Exercise prompt: Print every line below without adding or leaving out a single word.
─── Records shown
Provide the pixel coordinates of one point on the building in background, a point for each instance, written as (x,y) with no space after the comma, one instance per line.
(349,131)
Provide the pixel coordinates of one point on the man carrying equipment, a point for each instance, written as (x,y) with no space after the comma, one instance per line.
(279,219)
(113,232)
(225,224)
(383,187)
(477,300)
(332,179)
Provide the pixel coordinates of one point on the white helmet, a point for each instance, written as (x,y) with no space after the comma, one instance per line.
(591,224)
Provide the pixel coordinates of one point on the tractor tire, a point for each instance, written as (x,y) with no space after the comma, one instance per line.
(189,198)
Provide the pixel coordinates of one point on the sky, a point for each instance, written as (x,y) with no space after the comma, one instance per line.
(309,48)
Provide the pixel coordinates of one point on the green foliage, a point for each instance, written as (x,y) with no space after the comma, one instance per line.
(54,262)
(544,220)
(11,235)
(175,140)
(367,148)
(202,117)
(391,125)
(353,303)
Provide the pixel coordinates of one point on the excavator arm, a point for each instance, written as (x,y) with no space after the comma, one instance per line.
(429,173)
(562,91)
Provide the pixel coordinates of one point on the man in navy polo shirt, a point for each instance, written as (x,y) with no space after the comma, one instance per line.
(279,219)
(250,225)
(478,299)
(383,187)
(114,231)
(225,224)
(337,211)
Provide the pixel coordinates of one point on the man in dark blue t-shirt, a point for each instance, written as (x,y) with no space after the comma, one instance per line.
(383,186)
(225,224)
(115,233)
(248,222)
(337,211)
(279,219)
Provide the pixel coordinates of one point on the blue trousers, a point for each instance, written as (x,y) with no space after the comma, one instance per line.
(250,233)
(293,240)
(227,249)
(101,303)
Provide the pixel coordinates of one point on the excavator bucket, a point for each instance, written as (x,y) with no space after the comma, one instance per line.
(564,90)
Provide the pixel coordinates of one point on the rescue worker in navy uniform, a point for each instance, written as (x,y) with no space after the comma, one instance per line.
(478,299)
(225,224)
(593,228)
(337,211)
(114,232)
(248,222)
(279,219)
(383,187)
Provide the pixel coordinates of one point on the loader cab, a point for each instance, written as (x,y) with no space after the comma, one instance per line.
──────
Answer for the task:
Provide the pixel coordinates of one point on the building in background, a point for each instance, written as (x,y) with no space after the comma, one instance per line.
(349,131)
Provide the pixel coordinates of one point on the man carrying equipment, a point for each instance, written as (x,y) with no space after the comma, one instance per line.
(279,219)
(113,232)
(225,224)
(383,187)
(477,300)
(332,179)
Provide the pixel coordinates of one point on the white helmet, a point for each instance, written as (x,y) with no space after the comma, one instance per line.
(591,224)
Provide the pixel coordinates of one point on the tractor tire, a point for each instance, written as (x,y) with no space after the comma, one instance per line.
(189,198)
Provide the pixel coordinates of one point on the sky, a point for each instance, written as (x,y) with no space after the comma, one instance per line.
(309,48)
Provide the pixel coordinates of one point on the green foliage, a point for each instance, written as (x,y) with no space after the comma, one instance per line.
(54,262)
(544,220)
(11,235)
(175,140)
(367,148)
(202,117)
(391,125)
(353,303)
Provide the pixel coordinates of one point on the excavator arm, a point for each instance, written as (x,y) with no space after the comma, one instance per line.
(429,173)
(562,91)
Provide the pixel coordinates of one point on the man in navy polo shirt, a point for each instance, written as (x,y) with no space after the comma, one instance per line.
(279,219)
(250,225)
(478,299)
(383,187)
(114,231)
(225,224)
(337,211)
Provide the pixel coordinates of one point on the man in dark blue t-shirt, a point for each instance, written as (x,y) with no space after the comma, one instance per line.
(383,186)
(225,224)
(115,233)
(248,222)
(337,211)
(279,219)
Provide the pixel coordinates of one point on the blue trousers, a point for each instance, written as (x,y) with no space after the comma, one instance per line.
(250,233)
(293,240)
(227,249)
(101,303)
Provide the pixel coordinates of one point on the excavator bucket, a point for each instance, written as (x,y) with no space after the comma, one instance per line.
(564,90)
Provide the pixel coordinates of one point on the rescue worker in navy uniform, a point for each instance, written as (x,y) with no space after the comma, one instance per line.
(478,299)
(225,224)
(593,228)
(337,211)
(114,232)
(248,222)
(279,219)
(383,187)
Provide the pixel coordinates of one point on the loader cab, a point for each instance, written as (x,y) with no space after the comma, one instance per line.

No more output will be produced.